_Short exercise_
Copy the rows from the start through the line containing "[[328, 221], [54, 104]]", inclusive, keeping the requests and their format samples unchanged. Scale every coordinate in the answers by 1.8 and round each to a whole number, rounding halves up.
======== Provided records ========
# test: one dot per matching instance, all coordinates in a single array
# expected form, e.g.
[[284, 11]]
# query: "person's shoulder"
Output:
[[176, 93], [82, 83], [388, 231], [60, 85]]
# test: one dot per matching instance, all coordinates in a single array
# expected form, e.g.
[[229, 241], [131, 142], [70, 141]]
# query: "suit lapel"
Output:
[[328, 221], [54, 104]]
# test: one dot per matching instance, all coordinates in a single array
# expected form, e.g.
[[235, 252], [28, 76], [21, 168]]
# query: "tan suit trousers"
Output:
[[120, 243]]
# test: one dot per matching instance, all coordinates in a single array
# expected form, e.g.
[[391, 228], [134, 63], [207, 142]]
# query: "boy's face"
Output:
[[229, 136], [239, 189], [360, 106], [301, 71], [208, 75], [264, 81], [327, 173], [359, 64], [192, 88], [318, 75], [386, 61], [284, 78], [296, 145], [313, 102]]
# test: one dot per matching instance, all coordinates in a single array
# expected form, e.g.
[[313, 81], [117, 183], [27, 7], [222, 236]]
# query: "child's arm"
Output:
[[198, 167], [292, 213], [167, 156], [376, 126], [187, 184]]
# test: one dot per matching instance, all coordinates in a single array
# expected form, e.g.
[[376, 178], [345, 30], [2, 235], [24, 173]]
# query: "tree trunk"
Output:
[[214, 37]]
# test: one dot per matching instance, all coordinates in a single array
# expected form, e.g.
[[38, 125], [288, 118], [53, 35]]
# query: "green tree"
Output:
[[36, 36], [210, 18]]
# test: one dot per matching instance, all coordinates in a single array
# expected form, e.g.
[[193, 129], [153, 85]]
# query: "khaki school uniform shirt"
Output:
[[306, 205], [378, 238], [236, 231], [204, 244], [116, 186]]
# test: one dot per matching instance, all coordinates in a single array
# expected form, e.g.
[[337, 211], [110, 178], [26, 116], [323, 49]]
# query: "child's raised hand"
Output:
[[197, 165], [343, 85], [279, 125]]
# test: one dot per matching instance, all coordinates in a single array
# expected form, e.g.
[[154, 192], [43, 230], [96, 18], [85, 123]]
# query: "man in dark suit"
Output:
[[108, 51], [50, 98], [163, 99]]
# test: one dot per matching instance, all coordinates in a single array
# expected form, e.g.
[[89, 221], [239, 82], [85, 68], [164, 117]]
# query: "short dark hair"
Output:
========
_Task output_
# test: one dot per matching instance, all coordinates in a single array
# expected form, e.g.
[[284, 11]]
# query: "person's shoulder"
Output:
[[317, 167], [148, 149], [698, 416], [108, 153]]
# test: one dot per matching instance, all coordinates in a single array
# expected form, e.g.
[[229, 241], [131, 142], [70, 141]]
# query: "suit lapel"
Output:
[[590, 398], [97, 187]]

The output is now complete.